- [Page excerpt]:
# Jointing 9' boards for tabletop without jointing faces?



## HTX_woodworker (May 9, 2018)

Hello all. I'm in the midst of a project for the shop where I work. I'm creating a large tabletop (48"x108") from 6/4 stock (which is more like 1-7/16" when measured) - final thickness is supposed to be 1-1/4", so I don't have a lot of room for jointing the faces before I joint the edges, to leave enough material for planing, sanding, etc..

What might be the best way to edge joint each board without using the face as a reference? Is there a way to edge joint the boards without face jointing?

Incidentally, we do have the festool domino system, which I'm hoping I'll be able to use to at least help align the boards during glue-up, as many are significantly warped.

Thanks for the input.


----------



## therealSteveN (Oct 29, 2016)

Totally will depend on the stock? As in how flat is it to start? I'm assuming you have no jointer, or a small one?

Probably will get more, and better answers if you divulge the tools, and sizes of them at your disposal. Both power, and hand.

I get that you are starting with 6/4 stock, and want to net 5/4, beyond that there is a lot more info needed to get you where you want to be.


----------



## ChefHDAN (Aug 7, 2010)

I don't think a client will recognize the measured thickness of a top vs. a top that is wavy or warped. I'd do what I know to produce a SQ flat top.


----------



## jmos (Nov 30, 2011)

That's a tall order, assuming you want to end up with a flat table.

You could use a track saw to make a straight cut on each side. Or temporarily attach a known straight board that will ride against your table saw fence to make the straight cut on the boards for your table. With a sharp blade you could get edges that you could glue up from either.

- [Entries from a pointing dataset]:
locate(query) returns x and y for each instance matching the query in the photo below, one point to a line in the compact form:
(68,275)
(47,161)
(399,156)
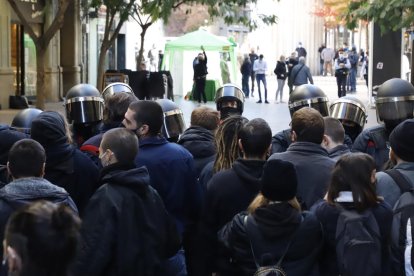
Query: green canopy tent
(179,55)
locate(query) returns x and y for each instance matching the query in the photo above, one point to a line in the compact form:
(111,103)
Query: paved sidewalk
(277,115)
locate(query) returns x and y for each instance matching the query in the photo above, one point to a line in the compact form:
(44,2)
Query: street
(277,115)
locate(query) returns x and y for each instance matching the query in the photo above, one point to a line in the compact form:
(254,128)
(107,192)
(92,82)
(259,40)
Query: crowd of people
(119,186)
(343,63)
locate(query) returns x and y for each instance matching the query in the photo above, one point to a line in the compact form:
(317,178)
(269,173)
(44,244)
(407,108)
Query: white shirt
(260,66)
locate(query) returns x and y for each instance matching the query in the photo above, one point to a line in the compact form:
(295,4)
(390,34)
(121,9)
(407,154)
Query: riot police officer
(306,95)
(84,110)
(394,104)
(174,124)
(229,100)
(351,112)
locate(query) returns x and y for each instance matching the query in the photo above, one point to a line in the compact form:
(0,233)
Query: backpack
(358,243)
(402,254)
(264,270)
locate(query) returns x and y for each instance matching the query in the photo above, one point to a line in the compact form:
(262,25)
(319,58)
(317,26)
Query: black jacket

- [Goal 1]:
Reproduce word for word the part of the thread on jointing tabletop boards starting at "Totally will depend" and ending at "(Aug 7, 2010)".
- [Goal 2]:
Resume the thread on jointing tabletop boards from its last sentence onward.
The items have nothing to do with this work.

- [Right answer 1]:
Totally will depend on the stock? As in how flat is it to start? I'm assuming you have no jointer, or a small one?

Probably will get more, and better answers if you divulge the tools, and sizes of them at your disposal. Both power, and hand.

I get that you are starting with 6/4 stock, and want to net 5/4, beyond that there is a lot more info needed to get you where you want to be.


----------



## ChefHDAN (Aug 7, 2010)

- [Right answer 2]:
The problem with either option is getting the cut at 90deg to the face, as the face isn't a single plane. If you're off even a couple of degrees you'll get a glue-up that's not flat. It will also leave you with a very uneven top, and likely sharp edges at each joint. We're you planning on planing or drum sanding the entire top at the end to flatten it?

Could you just joint one face, and use that as a reference to edge joint? Then your glue up would be flat. You could then plane or drum sand the other side flat, or just leave the uneven surface as the bottom.


----------



## pintodeluxe (Sep 12, 2010)

The problem is each next step depends on a reference edge from the jointer. It's kind of like planing boards before you joint one face… all you get is a thinner warped board. I doubt a customer would refuse a table because the top was 1-3/16" or 1-1/8" thick, but they might send it back if it's warped.

I would say at least skip joint the faces for reference. If you have to send the whole tabletop through a wide drum sander to clean things up, that should work well. I sometimes hire a big commercial shop to run large panels through their combination helical planer / drum sander. It's 50" wide and sands the panel with two grits in a single pass. If I knew that was the next step, I wouldn't worry too much about starting with fully jointed faces. But I would always at least skip joint.

Best of luck with it!


----------



## Jared_S (Jul 6, 2018)

Kerf joint both edges at once with a track saw.

These were 134"


----------



## therealSteveN (Oct 29, 2016)

Jared, that is pretty tight off a saw blade. I often hear that cannot be done. Proof is sitting there that it can.

Still you must admit if that stock weren't as flat as it is, it still wouldn't work as you have shown.

Thats why I asked about the stock.

In rereading I am figuring he has the tools to do it right, but is scared to use them on the 6/4 material. I think ChefHDAN nailed that part. Making a flat top is the job most often appreciated by the customer. If it absolutely must net out at 5/4 than 6/4 was a poor place to start, unless of course it is dead flat at 6/4. If so then face joint, edge joint, and keep going. If it's cupped or twisted, it probably won't work out so well.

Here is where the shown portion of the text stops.